Exercise goal
In the listing below, locate the lines that hold "point" and copy them.

Data records
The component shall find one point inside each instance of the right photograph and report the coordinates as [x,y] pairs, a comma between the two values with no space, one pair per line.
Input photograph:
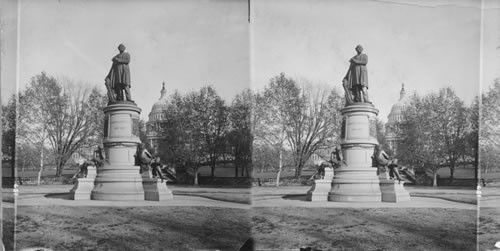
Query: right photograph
[375,125]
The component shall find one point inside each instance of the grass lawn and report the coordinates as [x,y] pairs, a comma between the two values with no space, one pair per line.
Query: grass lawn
[489,228]
[237,195]
[144,228]
[364,229]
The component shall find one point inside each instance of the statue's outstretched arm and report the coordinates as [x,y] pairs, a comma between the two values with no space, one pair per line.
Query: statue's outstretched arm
[122,59]
[362,59]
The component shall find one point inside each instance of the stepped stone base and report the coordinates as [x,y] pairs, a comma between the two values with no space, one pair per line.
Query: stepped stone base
[83,186]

Written answer
The component shall find one point inside each instance of the right photograph and report the coordinates as [x,y] pairs, a comma between the two values with no space, one pair per line.
The component shall find one point inside each instance of the grass lawn and report the coordinates as [x,y] pairs, a comma between the two values with no space, one pair per line.
The component shall find one point inside each instance of the statue's outstretched arm and report the coordinates as [x,y] pairs, a comma between the two values with no space, one pair per line.
The component shall find one point inside each instance of the stepped stone base and report the coordinates as [x,y] pairs, a comma between the two values with no space, one pair per line.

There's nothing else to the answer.